◆ **EXERCISE AIM**
The lines below, all of them, should be returned exactly as they appear.

◆ **INFORMATION GIVEN**
········

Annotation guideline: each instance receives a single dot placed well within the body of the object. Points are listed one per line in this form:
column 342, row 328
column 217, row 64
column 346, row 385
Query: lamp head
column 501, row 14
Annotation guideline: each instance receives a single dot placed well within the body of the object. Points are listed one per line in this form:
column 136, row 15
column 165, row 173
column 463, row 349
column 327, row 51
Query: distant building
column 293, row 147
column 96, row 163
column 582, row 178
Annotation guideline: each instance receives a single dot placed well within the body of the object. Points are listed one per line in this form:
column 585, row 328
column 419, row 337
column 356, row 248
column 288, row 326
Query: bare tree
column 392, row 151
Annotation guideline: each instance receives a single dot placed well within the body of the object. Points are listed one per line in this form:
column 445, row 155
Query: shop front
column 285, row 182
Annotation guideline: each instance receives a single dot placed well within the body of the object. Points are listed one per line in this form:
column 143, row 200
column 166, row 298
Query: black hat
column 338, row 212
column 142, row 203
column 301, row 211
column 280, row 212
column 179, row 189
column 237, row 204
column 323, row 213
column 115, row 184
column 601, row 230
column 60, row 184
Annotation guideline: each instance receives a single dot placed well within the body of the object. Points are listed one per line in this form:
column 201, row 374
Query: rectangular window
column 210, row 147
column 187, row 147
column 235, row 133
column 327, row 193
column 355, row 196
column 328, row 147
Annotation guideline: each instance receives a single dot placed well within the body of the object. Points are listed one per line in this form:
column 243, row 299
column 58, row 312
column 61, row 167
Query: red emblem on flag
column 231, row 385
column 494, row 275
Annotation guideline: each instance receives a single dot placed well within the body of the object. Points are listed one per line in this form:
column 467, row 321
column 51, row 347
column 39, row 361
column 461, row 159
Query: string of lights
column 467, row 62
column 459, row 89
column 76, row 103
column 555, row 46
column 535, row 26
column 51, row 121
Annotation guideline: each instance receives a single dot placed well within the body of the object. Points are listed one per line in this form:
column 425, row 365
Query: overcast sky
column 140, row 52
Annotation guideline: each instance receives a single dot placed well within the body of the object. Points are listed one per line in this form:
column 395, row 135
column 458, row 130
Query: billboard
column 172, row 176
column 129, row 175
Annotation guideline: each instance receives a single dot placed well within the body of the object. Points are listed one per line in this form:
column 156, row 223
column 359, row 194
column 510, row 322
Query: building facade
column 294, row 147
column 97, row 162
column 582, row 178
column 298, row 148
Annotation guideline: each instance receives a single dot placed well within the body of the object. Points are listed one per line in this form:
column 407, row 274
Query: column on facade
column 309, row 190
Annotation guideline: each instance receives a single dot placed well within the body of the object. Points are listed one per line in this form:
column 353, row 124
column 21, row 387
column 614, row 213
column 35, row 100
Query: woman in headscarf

········

◆ **ANSWER FOR THIS EXERCISE**
Annotation guideline: each instance receives a single dot placed well within the body of the object. Points are listed one per line in this form:
column 342, row 328
column 217, row 64
column 346, row 385
Query: lamp head
column 501, row 14
Annotation guideline: each instance receives a single dot placed well within the body of the object. Points are listed one per line in this form:
column 136, row 15
column 165, row 173
column 463, row 349
column 327, row 51
Query: distant building
column 293, row 147
column 96, row 163
column 582, row 178
Annotation guideline: each instance receives a single dot placed well within the body of the object. Points are listed one per line in this form:
column 585, row 328
column 419, row 337
column 356, row 248
column 288, row 326
Query: bare tree
column 392, row 151
Annotation guideline: each instance receives a single dot placed well within the body of the object. Points are listed one per line in this form:
column 445, row 155
Query: shop front
column 285, row 182
Annotation guideline: each instance receives a single dot placed well within the body of the object. Points are listed one per line in this form:
column 143, row 200
column 166, row 298
Query: black hat
column 338, row 212
column 142, row 203
column 301, row 211
column 280, row 212
column 179, row 189
column 237, row 204
column 323, row 213
column 115, row 184
column 601, row 230
column 60, row 184
Annotation guideline: each instance receives a single dot placed well within the body of the object. Points are listed one per line in this form:
column 201, row 374
Query: rectangular window
column 210, row 147
column 187, row 147
column 235, row 133
column 327, row 193
column 355, row 196
column 328, row 147
Annotation guideline: each instance receives a single dot placed well within the body of the object. Points are listed one per line in this form:
column 243, row 299
column 58, row 312
column 61, row 167
Query: red emblem on flag
column 231, row 385
column 494, row 275
Annotation guideline: each instance receives a single dot placed well within the body of the object. Points are listed one per line in this form:
column 467, row 321
column 51, row 347
column 39, row 361
column 461, row 159
Query: string of lights
column 467, row 62
column 459, row 89
column 76, row 103
column 555, row 46
column 535, row 26
column 51, row 121
Annotation guideline: each instance receives a single dot placed well within the body of the object. Points are listed one per line in this form:
column 425, row 365
Query: overcast sky
column 140, row 52
Annotation guideline: each instance receives a single dot placed well within the body of the object. Points are listed one per line in this form:
column 395, row 135
column 458, row 130
Query: billboard
column 172, row 176
column 129, row 175
Annotation guideline: each instance receives a single dot placed well within the body of the object. Points are listed one per line in this form:
column 156, row 223
column 359, row 194
column 510, row 322
Query: building facade
column 294, row 147
column 97, row 162
column 582, row 178
column 298, row 148
Annotation guideline: each instance receives a single dot placed well within the body of the object. Points are listed one per line in this form:
column 407, row 274
Query: column on facade
column 309, row 190
Annotation guideline: each instance receives a single dot placed well within the body of the object. Points are listed one per line in this form:
column 353, row 124
column 21, row 387
column 614, row 213
column 35, row 100
Query: woman in headscarf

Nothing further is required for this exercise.